**Aim of the task**
Look below for the line with "In this medical slide, the pathologist wants the cream". Extract that line and each one after it through the last, word for word.

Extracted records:
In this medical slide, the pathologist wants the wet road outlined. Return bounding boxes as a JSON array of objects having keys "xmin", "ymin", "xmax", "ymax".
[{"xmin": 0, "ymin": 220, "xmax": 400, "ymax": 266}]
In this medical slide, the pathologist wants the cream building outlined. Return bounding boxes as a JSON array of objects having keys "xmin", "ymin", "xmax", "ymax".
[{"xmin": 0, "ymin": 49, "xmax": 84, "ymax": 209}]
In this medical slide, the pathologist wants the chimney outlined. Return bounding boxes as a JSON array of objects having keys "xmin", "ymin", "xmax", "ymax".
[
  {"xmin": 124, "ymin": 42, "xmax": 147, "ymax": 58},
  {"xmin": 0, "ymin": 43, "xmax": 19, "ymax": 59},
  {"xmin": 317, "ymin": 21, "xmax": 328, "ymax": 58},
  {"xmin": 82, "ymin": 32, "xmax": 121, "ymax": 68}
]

**Solved problem**
In this medical slide, the pathologist wants the cream building outlined. Return bounding boxes as a JSON array of objects having keys "xmin", "ymin", "xmax", "ymax".
[{"xmin": 0, "ymin": 49, "xmax": 84, "ymax": 209}]
In this medical slide, the pathologist wants the chimney outlined. Return bounding boxes as a JSON array of objects having keys "xmin", "ymin", "xmax", "ymax".
[
  {"xmin": 124, "ymin": 42, "xmax": 147, "ymax": 58},
  {"xmin": 0, "ymin": 43, "xmax": 19, "ymax": 59},
  {"xmin": 317, "ymin": 21, "xmax": 328, "ymax": 58},
  {"xmin": 82, "ymin": 32, "xmax": 121, "ymax": 68}
]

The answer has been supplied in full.